-- START OF DATA ENTRIES --

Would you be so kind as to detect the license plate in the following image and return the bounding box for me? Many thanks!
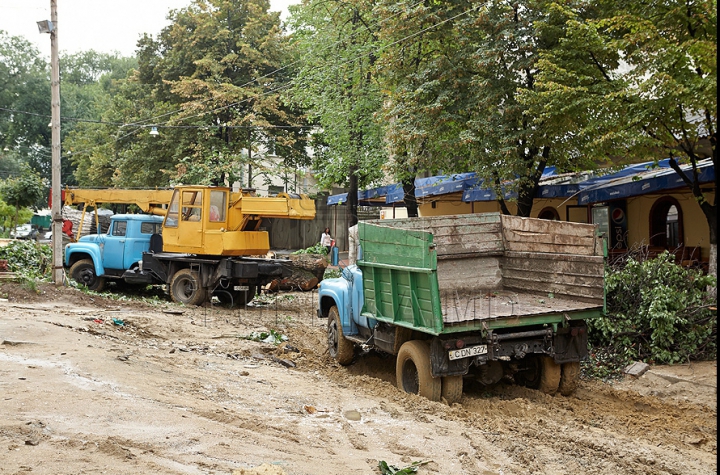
[448,345,487,360]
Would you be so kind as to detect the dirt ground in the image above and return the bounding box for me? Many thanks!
[0,283,717,475]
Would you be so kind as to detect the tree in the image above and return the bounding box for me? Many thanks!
[68,0,307,187]
[290,0,388,226]
[0,31,51,188]
[526,0,718,286]
[372,0,596,216]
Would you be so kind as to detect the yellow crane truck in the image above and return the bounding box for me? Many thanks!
[64,185,315,305]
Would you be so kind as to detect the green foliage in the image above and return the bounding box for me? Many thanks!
[521,0,718,244]
[0,239,52,279]
[289,0,388,225]
[323,268,342,279]
[293,243,327,256]
[588,252,717,364]
[68,0,309,188]
[0,163,45,229]
[378,460,430,475]
[0,200,33,237]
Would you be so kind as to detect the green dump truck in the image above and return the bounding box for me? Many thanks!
[318,213,605,403]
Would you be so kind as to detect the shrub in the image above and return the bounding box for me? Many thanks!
[0,239,52,279]
[589,252,717,364]
[293,243,327,256]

-- END OF DATA ENTRIES --

**EXERCISE**: Could you repeat every row above word for word, with all the bounding boxes, but leave out the picture?

**COMPLETE RESPONSE**:
Would you be so kind as to detect the license plate in the following image and return the bounding box for me? Many thanks!
[448,345,487,360]
Would you be so kind as to detect the dirt ground in the image above and return the bounding box for me? Many thanks!
[0,283,717,475]
Would you be so kind as to detect the tree in the image above and return the bounding box for me? Many thanks!
[68,0,307,187]
[290,0,388,226]
[0,31,51,188]
[526,0,718,286]
[372,0,596,216]
Would you be so kind as to detect the yellow crane truck in the image above and return the bounding box for me? Many thanks!
[64,185,315,305]
Would you be so kind as to detect the green foliage in the image above and return the bounding box for me? Many thanks!
[521,0,718,244]
[0,239,52,279]
[289,0,388,225]
[323,268,342,279]
[293,243,327,256]
[588,252,717,364]
[68,0,309,188]
[0,163,45,229]
[378,460,430,475]
[0,200,33,237]
Would you be so kind as to detect the green dump truck in the image above and return the bounding box for me? Many thanks!
[318,213,605,403]
Would you be so kind as to detect the shrub in the image above and return the bounding box for me? Many thanks!
[0,239,52,279]
[589,252,717,364]
[293,243,327,256]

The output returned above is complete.